start
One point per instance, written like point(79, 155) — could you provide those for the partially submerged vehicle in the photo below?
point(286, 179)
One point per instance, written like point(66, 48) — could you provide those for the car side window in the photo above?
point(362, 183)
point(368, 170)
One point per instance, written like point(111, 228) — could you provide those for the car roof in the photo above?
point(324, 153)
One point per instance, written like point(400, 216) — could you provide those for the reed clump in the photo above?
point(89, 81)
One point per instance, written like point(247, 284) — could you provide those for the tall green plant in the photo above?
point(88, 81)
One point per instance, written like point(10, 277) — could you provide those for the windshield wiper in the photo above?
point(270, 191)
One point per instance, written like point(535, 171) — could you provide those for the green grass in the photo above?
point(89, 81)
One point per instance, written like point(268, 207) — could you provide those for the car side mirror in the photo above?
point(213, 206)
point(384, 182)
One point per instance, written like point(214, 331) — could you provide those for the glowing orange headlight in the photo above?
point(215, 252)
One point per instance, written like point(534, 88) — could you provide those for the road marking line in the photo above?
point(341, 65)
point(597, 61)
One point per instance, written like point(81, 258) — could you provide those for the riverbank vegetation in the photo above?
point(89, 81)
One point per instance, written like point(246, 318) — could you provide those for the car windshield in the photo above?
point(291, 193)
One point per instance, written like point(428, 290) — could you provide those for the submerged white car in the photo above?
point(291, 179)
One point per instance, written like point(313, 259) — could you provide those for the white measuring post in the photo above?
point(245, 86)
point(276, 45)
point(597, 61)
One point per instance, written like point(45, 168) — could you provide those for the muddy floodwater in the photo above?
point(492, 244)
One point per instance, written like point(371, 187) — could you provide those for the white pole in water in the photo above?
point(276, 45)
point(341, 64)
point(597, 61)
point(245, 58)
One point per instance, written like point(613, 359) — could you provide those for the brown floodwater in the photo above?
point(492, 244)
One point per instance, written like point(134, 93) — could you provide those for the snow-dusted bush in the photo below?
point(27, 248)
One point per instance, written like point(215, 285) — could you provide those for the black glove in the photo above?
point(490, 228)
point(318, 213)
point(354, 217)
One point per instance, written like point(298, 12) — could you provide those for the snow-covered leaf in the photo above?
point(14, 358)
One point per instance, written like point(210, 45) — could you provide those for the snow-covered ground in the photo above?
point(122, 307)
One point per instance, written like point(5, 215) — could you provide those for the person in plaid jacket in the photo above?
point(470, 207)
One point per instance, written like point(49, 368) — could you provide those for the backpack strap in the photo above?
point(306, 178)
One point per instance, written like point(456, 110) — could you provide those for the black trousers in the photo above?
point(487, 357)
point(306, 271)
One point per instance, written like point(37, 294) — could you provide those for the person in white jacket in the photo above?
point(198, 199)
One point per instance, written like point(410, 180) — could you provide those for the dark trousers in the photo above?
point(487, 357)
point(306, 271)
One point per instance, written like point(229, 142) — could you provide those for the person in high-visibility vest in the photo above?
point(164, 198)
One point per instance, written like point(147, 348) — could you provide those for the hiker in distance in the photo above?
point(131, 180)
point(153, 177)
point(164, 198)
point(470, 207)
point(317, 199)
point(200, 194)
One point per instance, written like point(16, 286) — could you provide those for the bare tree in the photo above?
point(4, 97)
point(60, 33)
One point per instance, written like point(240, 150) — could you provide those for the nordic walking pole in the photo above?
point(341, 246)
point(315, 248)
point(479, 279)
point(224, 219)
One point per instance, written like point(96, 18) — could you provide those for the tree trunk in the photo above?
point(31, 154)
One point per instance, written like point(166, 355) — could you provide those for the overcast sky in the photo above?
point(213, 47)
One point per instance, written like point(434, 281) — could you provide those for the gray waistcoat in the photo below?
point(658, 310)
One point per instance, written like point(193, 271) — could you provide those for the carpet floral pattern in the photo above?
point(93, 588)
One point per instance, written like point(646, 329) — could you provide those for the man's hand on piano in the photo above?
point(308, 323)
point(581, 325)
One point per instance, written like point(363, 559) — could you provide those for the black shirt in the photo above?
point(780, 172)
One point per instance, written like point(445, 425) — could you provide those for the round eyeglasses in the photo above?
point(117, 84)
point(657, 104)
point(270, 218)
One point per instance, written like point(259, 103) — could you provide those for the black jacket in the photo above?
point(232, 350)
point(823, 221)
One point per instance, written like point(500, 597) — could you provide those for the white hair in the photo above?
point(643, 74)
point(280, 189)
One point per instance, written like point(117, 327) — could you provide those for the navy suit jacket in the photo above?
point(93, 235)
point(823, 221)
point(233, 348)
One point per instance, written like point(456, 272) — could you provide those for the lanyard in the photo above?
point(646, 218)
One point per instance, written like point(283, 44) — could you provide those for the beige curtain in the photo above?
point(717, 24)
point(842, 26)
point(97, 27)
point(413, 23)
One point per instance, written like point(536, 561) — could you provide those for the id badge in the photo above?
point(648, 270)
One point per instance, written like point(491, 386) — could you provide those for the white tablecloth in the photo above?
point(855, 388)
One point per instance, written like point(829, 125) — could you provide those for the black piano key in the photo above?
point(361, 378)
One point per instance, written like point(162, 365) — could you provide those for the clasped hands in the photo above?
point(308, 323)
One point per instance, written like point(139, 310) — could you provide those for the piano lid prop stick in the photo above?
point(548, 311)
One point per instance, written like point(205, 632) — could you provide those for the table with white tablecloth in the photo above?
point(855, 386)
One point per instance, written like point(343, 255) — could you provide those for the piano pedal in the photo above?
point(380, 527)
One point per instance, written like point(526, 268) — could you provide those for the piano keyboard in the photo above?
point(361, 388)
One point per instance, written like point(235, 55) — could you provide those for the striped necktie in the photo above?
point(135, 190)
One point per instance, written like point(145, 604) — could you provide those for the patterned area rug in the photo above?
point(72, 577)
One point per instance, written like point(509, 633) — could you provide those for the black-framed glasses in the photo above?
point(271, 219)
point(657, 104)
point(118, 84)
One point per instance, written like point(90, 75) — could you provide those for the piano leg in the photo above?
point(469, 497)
end
Given problem >> Rewrite every line of the items above as a Markdown table with two columns, Row and Line. Number the rows in order and leave out blank lines.

Response to this exercise >>
| Row | Line |
|---|---|
| 1 | One point per instance, written like point(79, 155) — could you provide those for the partially submerged vehicle in the photo below? |
| 2 | point(286, 179) |
| 3 | One point per instance, written like point(66, 48) — could you provide those for the car side window in the photo above? |
| 4 | point(362, 183) |
| 5 | point(368, 170) |
| 6 | One point per instance, written like point(111, 228) — could you provide those for the car roof in the photo above? |
| 7 | point(324, 153) |
| 8 | One point per instance, written like point(400, 216) — could you provide those for the reed clump in the photo above? |
| 9 | point(89, 81) |
| 10 | One point per instance, written like point(247, 284) — could you provide those for the tall green plant in the photo above? |
| 11 | point(88, 81) |
| 12 | One point per instance, written like point(10, 277) — could you provide those for the windshield wiper in the photo above? |
| 13 | point(270, 191) |
| 14 | One point per instance, written like point(535, 171) — could you provide those for the green grass in the photo above? |
| 15 | point(89, 81) |
| 16 | One point per instance, written like point(268, 207) — could you provide those for the car side mirror in the photo above? |
| 17 | point(213, 206) |
| 18 | point(384, 182) |
| 19 | One point per instance, written like point(214, 331) — could you provide those for the glowing orange headlight in the photo above? |
| 20 | point(215, 252) |
| 21 | One point per instance, written like point(534, 88) — could you provide those for the road marking line in the photo above? |
| 22 | point(341, 65) |
| 23 | point(597, 61) |
| 24 | One point per instance, written like point(81, 258) — could you provide those for the riverbank vegetation in the photo above? |
| 25 | point(89, 81) |
| 26 | One point per instance, written like point(246, 318) — could you provide those for the car windshield in the photo above? |
| 27 | point(291, 193) |
| 28 | One point per instance, written like point(428, 290) — could you provide those for the submerged white car in the photo above? |
| 29 | point(291, 179) |
| 30 | One point per instance, written like point(313, 259) — could you provide those for the white measuring post in the photo above? |
| 31 | point(245, 86) |
| 32 | point(276, 45) |
| 33 | point(597, 61) |
| 34 | One point per instance, written like point(45, 168) — could you provide those for the muddy floodwater in the photo above? |
| 35 | point(492, 244) |
| 36 | One point per instance, written like point(371, 187) — could you provide those for the white pole in water in the photo above? |
| 37 | point(276, 45) |
| 38 | point(341, 64) |
| 39 | point(597, 61) |
| 40 | point(245, 58) |
| 41 | One point per instance, written like point(613, 359) — could you provide those for the brown floodwater in the photo above? |
| 42 | point(492, 244) |
| 43 | One point per instance, written like point(134, 93) — could you provide those for the snow-dusted bush in the photo below? |
| 44 | point(27, 248) |
| 45 | One point per instance, written like point(215, 285) — could you provide those for the black glove in the photo above? |
| 46 | point(490, 228) |
| 47 | point(318, 213) |
| 48 | point(354, 217) |
| 49 | One point per instance, written like point(298, 12) — could you provide those for the snow-covered leaf in the photo above? |
| 50 | point(14, 358) |
| 51 | One point per instance, written like point(210, 45) — could you provide those for the snow-covered ground in the photo above? |
| 52 | point(122, 307) |
| 53 | One point per instance, written like point(5, 215) — could you provide those for the person in plaid jacket in the photo above? |
| 54 | point(470, 207) |
| 55 | One point per instance, written like point(49, 368) — could you provide those for the backpack strap in the photo above? |
| 56 | point(306, 178) |
| 57 | One point per instance, written like point(456, 110) — could you provide those for the black trousers in the photo above? |
| 58 | point(487, 357) |
| 59 | point(306, 271) |
| 60 | One point per instance, written like point(37, 294) — could you provide those for the person in white jacket in the photo above? |
| 61 | point(198, 199) |
| 62 | One point per instance, written like point(410, 180) — could you provide those for the dark trousers in the photo above? |
| 63 | point(487, 357) |
| 64 | point(306, 271) |
| 65 | One point per instance, written like point(229, 142) — could you provide those for the person in high-visibility vest in the photo above? |
| 66 | point(164, 198) |
| 67 | One point per instance, written like point(147, 348) — could you provide those for the hiker in distance in the photo above? |
| 68 | point(131, 180) |
| 69 | point(153, 177) |
| 70 | point(164, 198) |
| 71 | point(470, 207) |
| 72 | point(317, 199) |
| 73 | point(200, 194) |
| 74 | One point per instance, written like point(16, 286) — could you provide those for the bare tree in the photo above? |
| 75 | point(4, 97) |
| 76 | point(60, 33) |
| 77 | One point per instance, written like point(240, 150) — could you provide those for the nordic walking pole in the photo above? |
| 78 | point(341, 246) |
| 79 | point(315, 248) |
| 80 | point(479, 279) |
| 81 | point(224, 219) |
| 82 | One point per instance, written like point(96, 18) — could you provide those for the tree trunk in the photo above? |
| 83 | point(31, 154) |
| 84 | One point per instance, written like point(166, 355) — could you provide those for the overcast sky in the photo above? |
| 85 | point(213, 47) |
| 86 | One point per instance, written like point(434, 281) — could you provide those for the gray waistcoat in the photo below? |
| 87 | point(658, 310) |
| 88 | One point per instance, written like point(193, 271) — could you provide those for the carpet floral pattern in the photo above? |
| 89 | point(93, 588) |
| 90 | One point per instance, written like point(646, 329) — could you provide those for the man's hand on piano in the photo above? |
| 91 | point(308, 323) |
| 92 | point(581, 325) |
| 93 | One point per instance, written like point(363, 559) — could you provide those for the black shirt in the photo above? |
| 94 | point(780, 172) |
| 95 | One point per instance, written like point(445, 425) — could you provide those for the round eyeglasses in the photo above? |
| 96 | point(117, 84) |
| 97 | point(657, 104) |
| 98 | point(270, 218) |
| 99 | One point per instance, written like point(259, 103) — could you provide those for the black jacket in the photo above? |
| 100 | point(232, 350) |
| 101 | point(823, 221) |
| 102 | One point per instance, written like point(500, 597) — could you provide those for the white hair in the photo above? |
| 103 | point(643, 74) |
| 104 | point(280, 189) |
| 105 | One point per instance, written like point(117, 327) — could you provide those for the navy suit jacket in the photo above? |
| 106 | point(93, 235) |
| 107 | point(823, 221) |
| 108 | point(233, 348) |
| 109 | One point per instance, written like point(456, 272) — could you provide those for the lanyard in the photo above? |
| 110 | point(646, 218) |
| 111 | One point per instance, written like point(283, 44) — could you provide those for the beige curtain in the photo above? |
| 112 | point(717, 24) |
| 113 | point(842, 26) |
| 114 | point(97, 27) |
| 115 | point(413, 23) |
| 116 | One point per instance, written like point(536, 561) — could you provide those for the id badge in the photo above? |
| 117 | point(648, 270) |
| 118 | One point per instance, written like point(491, 386) — could you provide those for the white tablecloth in the photo above? |
| 119 | point(855, 388) |
| 120 | One point per instance, written like point(829, 125) — could you provide those for the black piano key in the photo above? |
| 121 | point(361, 378) |
| 122 | One point per instance, written like point(162, 365) — could you provide those for the clasped hands in the photo above? |
| 123 | point(308, 323) |
| 124 | One point per instance, written like point(139, 310) — could you provide those for the piano lid prop stick in the photo above? |
| 125 | point(548, 311) |
| 126 | One point per instance, written like point(205, 632) — could you provide those for the table with white tablecloth in the photo above? |
| 127 | point(855, 386) |
| 128 | One point per instance, written like point(343, 255) — could you provide those for the piano pedal in the photo above? |
| 129 | point(380, 527) |
| 130 | One point per instance, written like point(526, 268) — could you provide those for the piano keyboard in the photo above? |
| 131 | point(361, 388) |
| 132 | One point per instance, written like point(235, 55) — could you provide those for the striped necktie in the photo above? |
| 133 | point(135, 190) |
| 134 | One point per instance, written like point(145, 604) — could you provide those for the patterned area rug in the photo above? |
| 135 | point(72, 577) |
| 136 | One point per instance, written like point(509, 633) — could you provide those for the black-framed glasses in the photo above? |
| 137 | point(271, 219) |
| 138 | point(657, 104) |
| 139 | point(118, 84) |
| 140 | One point per instance, written like point(90, 75) — could you provide those for the piano leg in the photo above? |
| 141 | point(469, 497) |